AUFGABENLISTE:
1/ Geben Sie den Abschnitt des Textauszugs zwischen "Sie tastete nach" und "ihrer kribbelnden Haut.", beide eingeschlossen, unverändert wieder.
2/ Übersetzen Sie den Satz „Es war stockdunkel in dem Zimmer.“ aus dem Textauszug ins Englische.

---------- TEXTAUSZUG

Seine Stimme zögerte. Sie lauschte, ob das Grunzen immer noch da war.
"Ja ...", sagte seine Stimme endlich. "... Ich konnte nicht anders ... Ich wollte das nicht ... Es tut mir leid."
"Das macht doch nichts", lächelte sie blind, obwohl sie nicht genau wußte, was er meinte.
Sie tastete nach seinem Honigfinger. Befreite diesen von dem Rest seiner süßen Last. Und dann tat seine Zunge es der ihren gleich. Von ihrem Finger. ... Von ihrer Haut.
"Bist du dir auch sicher, daß du mir vertraust?" fragte seine Stimme ganz nah bei ihr. Die Pause, die in dem Schweigen entstand, ließ es in ihrem Bauch flimmern. Es dauerte. Dann spürte sie sich nicken und fragte sich, ob sie wirklich nicken wollte.
Sie wurde aufgehoben. Das machte ihr Spaß. Behutsam wurde sie in weichen Plüsch und Daunenkissen gelegt. Zärtliche Finger nestelten an ihrer scharlachroten Blindheit und heilten sie von ihr. Doch zeigte die Heilung keinen Unterschied. Es war stockdunkel in dem Zimmer. Angenehme bedrohliche Finsternis, in der sie nicht einmal Schatten erkennen konnte.
Sie spürte warme, noch leicht klebrige Berührung auf ihrer Kleidung, ihren Verschlüssen, ihrer kribbelnden Haut.
Sie spürte, wie sich sein Tasten leicht feucht anfühlte, suchte, griff und sehnte. Eine Zungenraupe zwängte sich ihr in den irritierten Mund. Sie schmeckte glatt und hart, weich und verspielt beweglich. Doch sie schmeckte nicht süß ...
Schade, wie schnell Geschmack vergehen kann.

--------------------
---------- ERFASSTE ZEILEN

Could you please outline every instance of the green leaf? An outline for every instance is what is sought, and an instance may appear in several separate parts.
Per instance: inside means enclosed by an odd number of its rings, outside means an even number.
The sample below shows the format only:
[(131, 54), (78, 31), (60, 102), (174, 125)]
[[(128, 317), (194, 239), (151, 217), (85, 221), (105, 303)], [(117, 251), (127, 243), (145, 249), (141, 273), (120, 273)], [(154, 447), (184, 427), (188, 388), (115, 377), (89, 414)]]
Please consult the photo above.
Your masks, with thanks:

--------------------

ANTWORTEN:
1/
Sie tastete nach seinem Honigfinger. Befreite diesen von dem Rest seiner süßen Last. Und dann tat seine Zunge es der ihren gleich. Von ihrem Finger. ... Von ihrer Haut.
"Bist du dir auch sicher, daß du mir vertraust?" fragte seine Stimme ganz nah bei ihr. Die Pause, die in dem Schweigen entstand, ließ es in ihrem Bauch flimmern. Es dauerte. Dann spürte sie sich nicken und fragte sich, ob sie wirklich nicken wollte.
Sie wurde aufgehoben. Das machte ihr Spaß. Behutsam wurde sie in weichen Plüsch und Daunenkissen gelegt. Zärtliche Finger nestelten an ihrer scharlachroten Blindheit und heilten sie von ihr. Doch zeigte die Heilung keinen Unterschied. Es war stockdunkel in dem Zimmer. Angenehme bedrohliche Finsternis, in der sie nicht einmal Schatten erkennen konnte.
Sie spürte warme, noch leicht klebrige Berührung auf ihrer Kleidung, ihren Verschlüssen, ihrer kribbelnden Haut.

2/ It was pitch-dark in the room.